> [Prompt] Provide an exact copy of the data, excluding the images.

> [Data shown]
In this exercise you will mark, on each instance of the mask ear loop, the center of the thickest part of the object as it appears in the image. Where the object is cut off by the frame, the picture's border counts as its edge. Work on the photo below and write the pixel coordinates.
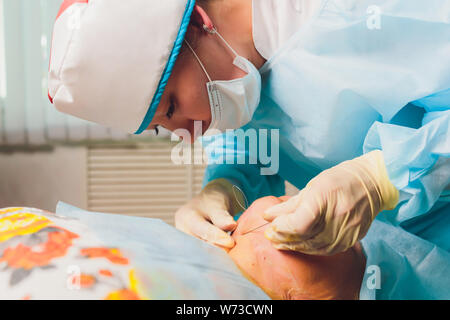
(199, 61)
(213, 30)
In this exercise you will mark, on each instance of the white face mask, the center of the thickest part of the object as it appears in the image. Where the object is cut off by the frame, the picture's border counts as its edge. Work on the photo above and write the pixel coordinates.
(232, 102)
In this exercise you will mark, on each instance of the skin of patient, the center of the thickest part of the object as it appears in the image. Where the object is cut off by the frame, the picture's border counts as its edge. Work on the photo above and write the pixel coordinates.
(293, 275)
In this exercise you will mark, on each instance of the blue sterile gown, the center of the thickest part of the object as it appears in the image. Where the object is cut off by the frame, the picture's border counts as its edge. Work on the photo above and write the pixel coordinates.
(343, 86)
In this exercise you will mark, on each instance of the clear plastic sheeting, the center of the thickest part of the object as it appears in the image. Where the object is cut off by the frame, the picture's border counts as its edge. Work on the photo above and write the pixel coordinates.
(168, 264)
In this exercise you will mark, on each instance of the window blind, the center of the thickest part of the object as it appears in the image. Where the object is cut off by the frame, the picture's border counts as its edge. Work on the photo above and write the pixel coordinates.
(26, 115)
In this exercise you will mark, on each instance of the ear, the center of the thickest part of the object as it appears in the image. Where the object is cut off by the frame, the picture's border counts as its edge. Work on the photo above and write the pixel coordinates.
(200, 18)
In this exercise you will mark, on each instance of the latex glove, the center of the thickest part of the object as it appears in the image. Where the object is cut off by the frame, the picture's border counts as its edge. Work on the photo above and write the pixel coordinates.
(208, 216)
(335, 209)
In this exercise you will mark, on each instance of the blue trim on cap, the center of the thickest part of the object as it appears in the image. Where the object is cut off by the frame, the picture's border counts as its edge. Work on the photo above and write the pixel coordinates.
(169, 67)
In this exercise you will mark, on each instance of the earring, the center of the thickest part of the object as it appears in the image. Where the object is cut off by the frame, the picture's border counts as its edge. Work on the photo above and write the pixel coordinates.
(210, 29)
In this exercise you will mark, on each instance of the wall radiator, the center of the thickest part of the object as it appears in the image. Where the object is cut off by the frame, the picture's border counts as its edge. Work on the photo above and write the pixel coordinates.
(139, 180)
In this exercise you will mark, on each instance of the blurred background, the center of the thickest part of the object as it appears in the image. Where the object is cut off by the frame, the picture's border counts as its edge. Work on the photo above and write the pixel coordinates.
(46, 156)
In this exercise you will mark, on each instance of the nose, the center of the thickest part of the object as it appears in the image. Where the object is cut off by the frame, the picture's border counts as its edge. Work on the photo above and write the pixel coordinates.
(185, 130)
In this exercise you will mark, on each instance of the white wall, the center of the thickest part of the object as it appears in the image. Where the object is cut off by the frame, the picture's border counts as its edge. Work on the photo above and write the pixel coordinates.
(40, 179)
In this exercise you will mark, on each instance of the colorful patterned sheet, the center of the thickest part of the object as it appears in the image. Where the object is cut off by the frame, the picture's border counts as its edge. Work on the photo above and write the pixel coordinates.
(75, 254)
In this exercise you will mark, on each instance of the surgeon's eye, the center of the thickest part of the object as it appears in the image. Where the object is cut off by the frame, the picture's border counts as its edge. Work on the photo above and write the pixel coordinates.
(171, 110)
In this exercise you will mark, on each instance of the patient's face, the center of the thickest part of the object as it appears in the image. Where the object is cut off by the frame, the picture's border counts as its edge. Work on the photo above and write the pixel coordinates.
(292, 275)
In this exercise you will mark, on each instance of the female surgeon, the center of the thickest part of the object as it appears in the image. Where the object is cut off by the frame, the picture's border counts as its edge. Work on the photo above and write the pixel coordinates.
(359, 91)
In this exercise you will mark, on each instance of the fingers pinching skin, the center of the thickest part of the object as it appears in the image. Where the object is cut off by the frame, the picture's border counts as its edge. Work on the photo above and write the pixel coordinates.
(208, 232)
(300, 225)
(282, 208)
(222, 219)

> [Task response]
In this exercise you will mark, on each instance of the mask ear loop, the center of the thickest part of the object as it appears in the image. Where the object is cut off by the frame, the picture's border counts as its edge. Work on the photo below and write the pixel coordinates.
(199, 61)
(213, 30)
In this exercise you will mark, on each instance of the white face mask, the center of the thickest part of the object as it appears in the image. Where the object is cut off by the frame, the picture's border counts as its edge. Work on the photo above and write the pixel coordinates.
(232, 102)
In this exercise you will mark, on each instance of the skin of patient, the center of the thickest part of the object as it appears in the image. Where the object is cut off by the frame, the picture's border counts as its edge. Work on the photo above and write the pixel coordinates.
(293, 275)
In this exercise you will mark, on each instance of the blue sterile gown, the center of the thickest part of the object as it appears in the image. Where the object is cut off by the frame, the picture's border counts as its edge. Work on the photo above and write the pixel coordinates.
(343, 86)
In this exercise you will mark, on each instance of the clear plastic sheeting, the center of the thickest part of the object as it appears in the image. Where the object is cut off by the frame, the picture's border counts as its edge. Work on the photo above and write the pixel coordinates.
(168, 264)
In this exercise you will mark, on each instance of the window blind, the center of the thickest part of the object as it appears in the image. Where the object is cut off by the frame, the picture's border counts as its edge. Work on the photo above and write the pixel coordinates.
(26, 115)
In this exercise you will mark, on each instance of the ear, the center of the thickest part of the object as it appears in the image. Where the object is cut off by the frame, the picture's border counts as its edge. Work on the photo above and write the pixel coordinates.
(200, 18)
In this exercise you will mark, on each instance of the latex glove, the center of the thickest part of the object as it appears in the image. Where the object is cut off by the frame, the picture's border counts as its edge. Work on the photo above and write the pixel coordinates.
(208, 216)
(335, 209)
In this exercise you will mark, on each instance of the blue trim on cap, the center of the thickest part of the object as it appears in the image. Where the object is cut off by the frame, the picture's border counts as its edge. Work on the photo above and write the pixel coordinates.
(169, 67)
In this exercise you will mark, on each instance of the earring, the center of the thickest part of the object as it appears in the image. Where the object is cut off by the frame, the picture's border counts as its edge. Work on the photo above and write the pixel coordinates.
(210, 29)
In this exercise you will mark, on each instance of the wall radiator, the center of the thickest part of the object as it appears in the image. Where the object is cut off by the frame, the picture's border counts as its edge. Work on the photo above and write the pixel coordinates.
(139, 180)
In this exercise you will mark, on each instance of the blurred background, the center of the thickest part of the object as it appears in the image. Where the object is cut off by the frame, the picture's border counts as its edge. Work on the photo above and write the pixel coordinates.
(46, 156)
In this exercise you will mark, on each instance of the nose, the center of the thickest part of the object as it appears in the image. Where the object is cut off by the frame, the picture's border counts as its edge. Work on the photo above and write the pixel coordinates.
(185, 130)
In this exercise you will mark, on each instance of the white wall, the center of the thickest part of the object as it appears in the image. Where the object is cut off by the frame, the picture's border counts as its edge. Work on the photo above and write the pixel coordinates.
(40, 179)
In this exercise you will mark, on each instance of the colorful patterned sheet, the center of the thickest part of the object as it appears in the image. Where the object is cut off by the frame, the picture's border counts as its edge. Work on the photo above and write the pixel coordinates.
(75, 254)
In this exercise you will mark, on each instance of the surgeon's eye, the center of the thickest part of the object as it appears in the image. Where the object is cut off by the frame, the picture's border counts as its edge. Work on the photo above and write the pixel coordinates.
(171, 110)
In this exercise you will mark, on each instance of the patient's face, the center of the thickest part of the object as it appears in the image. Where the object is cut off by the frame, the picture's border counts as its edge. Work on the photo above and write the pixel coordinates.
(292, 275)
In this exercise you will mark, on each instance of the female surgeon, the center of the thickest part of the object as it appears in the image. Where the object is cut off by the frame, the picture's border counts as its edge. Work on the photo above and write the pixel coordinates.
(359, 91)
In this exercise you will mark, on each instance of the fingers pinching skin, the center of the thickest part of the object as it appears in the image. Where the object is cut off by the frame, the picture's border counts as its edge. Work on the photo above and write the pixel coordinates.
(208, 232)
(300, 225)
(282, 208)
(222, 219)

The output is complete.